_Given instruction_:
Gather every line below that contains the string "foliage". Matching is case-sensitive.

_Dataset rows_:
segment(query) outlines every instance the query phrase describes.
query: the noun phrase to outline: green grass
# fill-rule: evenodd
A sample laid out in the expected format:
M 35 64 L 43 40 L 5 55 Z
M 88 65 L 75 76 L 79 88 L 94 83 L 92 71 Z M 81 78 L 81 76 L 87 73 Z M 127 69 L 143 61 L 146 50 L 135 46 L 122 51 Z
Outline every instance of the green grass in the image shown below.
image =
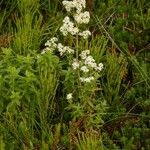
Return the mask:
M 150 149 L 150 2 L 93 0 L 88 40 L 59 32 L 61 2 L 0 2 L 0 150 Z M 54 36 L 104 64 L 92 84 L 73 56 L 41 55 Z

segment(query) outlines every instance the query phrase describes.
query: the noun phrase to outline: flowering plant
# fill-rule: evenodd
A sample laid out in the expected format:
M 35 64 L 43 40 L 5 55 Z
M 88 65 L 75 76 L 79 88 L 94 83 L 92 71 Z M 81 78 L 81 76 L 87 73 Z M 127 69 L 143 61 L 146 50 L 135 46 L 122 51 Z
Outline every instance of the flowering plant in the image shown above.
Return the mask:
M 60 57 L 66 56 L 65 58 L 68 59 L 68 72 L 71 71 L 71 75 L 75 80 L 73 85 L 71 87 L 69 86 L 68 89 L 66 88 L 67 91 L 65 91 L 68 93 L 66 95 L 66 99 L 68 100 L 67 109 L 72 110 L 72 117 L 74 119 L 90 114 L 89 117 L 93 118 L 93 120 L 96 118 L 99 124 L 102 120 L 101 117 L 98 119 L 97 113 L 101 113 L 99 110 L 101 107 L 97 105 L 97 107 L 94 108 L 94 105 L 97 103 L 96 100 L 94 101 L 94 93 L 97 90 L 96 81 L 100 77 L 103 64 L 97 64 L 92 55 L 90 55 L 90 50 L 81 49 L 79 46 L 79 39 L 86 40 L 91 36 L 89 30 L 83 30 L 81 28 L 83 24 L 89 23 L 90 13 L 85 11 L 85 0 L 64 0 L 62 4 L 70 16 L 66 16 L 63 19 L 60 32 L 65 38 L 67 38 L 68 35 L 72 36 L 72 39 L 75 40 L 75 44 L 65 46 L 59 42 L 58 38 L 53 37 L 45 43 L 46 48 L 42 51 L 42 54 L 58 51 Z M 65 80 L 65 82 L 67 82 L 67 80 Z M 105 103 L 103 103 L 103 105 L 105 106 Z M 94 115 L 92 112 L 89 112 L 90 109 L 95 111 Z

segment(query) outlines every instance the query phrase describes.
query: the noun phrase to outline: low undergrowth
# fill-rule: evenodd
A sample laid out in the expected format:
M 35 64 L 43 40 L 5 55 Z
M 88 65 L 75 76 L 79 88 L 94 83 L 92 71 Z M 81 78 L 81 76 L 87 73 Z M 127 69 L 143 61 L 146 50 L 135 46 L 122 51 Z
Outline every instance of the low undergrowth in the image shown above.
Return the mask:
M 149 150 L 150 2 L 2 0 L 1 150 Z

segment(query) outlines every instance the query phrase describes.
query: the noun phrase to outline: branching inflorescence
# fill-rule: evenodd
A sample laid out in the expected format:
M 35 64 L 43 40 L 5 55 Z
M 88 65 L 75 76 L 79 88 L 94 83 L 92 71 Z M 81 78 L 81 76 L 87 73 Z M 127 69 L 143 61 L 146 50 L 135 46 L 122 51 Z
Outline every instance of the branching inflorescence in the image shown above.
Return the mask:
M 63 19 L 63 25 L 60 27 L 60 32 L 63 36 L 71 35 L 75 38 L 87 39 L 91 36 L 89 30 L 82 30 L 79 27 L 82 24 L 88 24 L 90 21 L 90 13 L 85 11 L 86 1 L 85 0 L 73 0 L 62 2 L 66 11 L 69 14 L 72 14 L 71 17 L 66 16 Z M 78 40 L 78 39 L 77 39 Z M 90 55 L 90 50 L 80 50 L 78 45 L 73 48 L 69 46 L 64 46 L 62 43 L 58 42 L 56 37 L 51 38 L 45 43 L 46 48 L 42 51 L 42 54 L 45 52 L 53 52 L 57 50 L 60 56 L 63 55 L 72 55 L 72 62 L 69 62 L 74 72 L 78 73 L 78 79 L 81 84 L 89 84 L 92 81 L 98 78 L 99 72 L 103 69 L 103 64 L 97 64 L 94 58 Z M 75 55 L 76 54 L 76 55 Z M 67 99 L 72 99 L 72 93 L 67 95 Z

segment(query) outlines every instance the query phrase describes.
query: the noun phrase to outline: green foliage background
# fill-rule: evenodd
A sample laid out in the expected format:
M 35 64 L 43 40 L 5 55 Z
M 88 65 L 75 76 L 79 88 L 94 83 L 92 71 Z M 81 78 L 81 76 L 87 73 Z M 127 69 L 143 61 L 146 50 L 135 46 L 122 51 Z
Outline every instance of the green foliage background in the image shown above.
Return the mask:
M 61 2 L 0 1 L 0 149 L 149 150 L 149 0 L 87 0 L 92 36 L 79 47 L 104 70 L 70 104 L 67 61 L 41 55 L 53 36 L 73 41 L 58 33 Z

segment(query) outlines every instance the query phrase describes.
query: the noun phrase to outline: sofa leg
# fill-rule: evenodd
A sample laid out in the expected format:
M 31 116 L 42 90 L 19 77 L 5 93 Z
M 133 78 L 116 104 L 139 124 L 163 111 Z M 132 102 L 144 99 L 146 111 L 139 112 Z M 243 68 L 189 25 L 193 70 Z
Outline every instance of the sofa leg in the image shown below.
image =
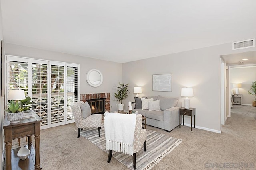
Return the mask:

_Response for this exercise_:
query: the noun phrase to outline: green foliage background
Outline every instance of the green foliage background in the image shown above.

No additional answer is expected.